#### Aim of the exercise
Please restate the data word for word.

#### Material provided
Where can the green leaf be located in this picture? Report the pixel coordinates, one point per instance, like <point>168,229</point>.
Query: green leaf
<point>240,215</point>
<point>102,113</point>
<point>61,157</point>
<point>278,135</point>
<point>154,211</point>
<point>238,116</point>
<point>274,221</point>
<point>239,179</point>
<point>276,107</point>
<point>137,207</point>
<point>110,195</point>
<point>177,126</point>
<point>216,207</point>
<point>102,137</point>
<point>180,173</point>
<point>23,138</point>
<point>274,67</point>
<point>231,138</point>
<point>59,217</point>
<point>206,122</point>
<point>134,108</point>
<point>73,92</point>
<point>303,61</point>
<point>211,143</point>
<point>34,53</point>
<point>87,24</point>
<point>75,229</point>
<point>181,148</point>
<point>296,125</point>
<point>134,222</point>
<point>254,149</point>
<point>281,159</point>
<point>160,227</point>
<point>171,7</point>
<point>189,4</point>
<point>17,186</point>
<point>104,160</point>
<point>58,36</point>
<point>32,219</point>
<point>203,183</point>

#### Result of this exercise
Where can the green leaf be located in this picture? Report the pixel coordinates, one point per instance, like <point>168,229</point>.
Query: green leaf
<point>240,215</point>
<point>102,113</point>
<point>61,157</point>
<point>278,135</point>
<point>154,211</point>
<point>238,116</point>
<point>274,221</point>
<point>239,179</point>
<point>276,107</point>
<point>137,207</point>
<point>110,195</point>
<point>177,126</point>
<point>216,207</point>
<point>102,137</point>
<point>180,173</point>
<point>23,138</point>
<point>274,67</point>
<point>231,138</point>
<point>59,217</point>
<point>206,122</point>
<point>134,108</point>
<point>73,92</point>
<point>303,61</point>
<point>211,143</point>
<point>34,53</point>
<point>87,24</point>
<point>75,229</point>
<point>181,148</point>
<point>296,125</point>
<point>134,222</point>
<point>254,149</point>
<point>281,159</point>
<point>160,227</point>
<point>171,7</point>
<point>189,4</point>
<point>17,186</point>
<point>104,160</point>
<point>58,36</point>
<point>32,219</point>
<point>203,183</point>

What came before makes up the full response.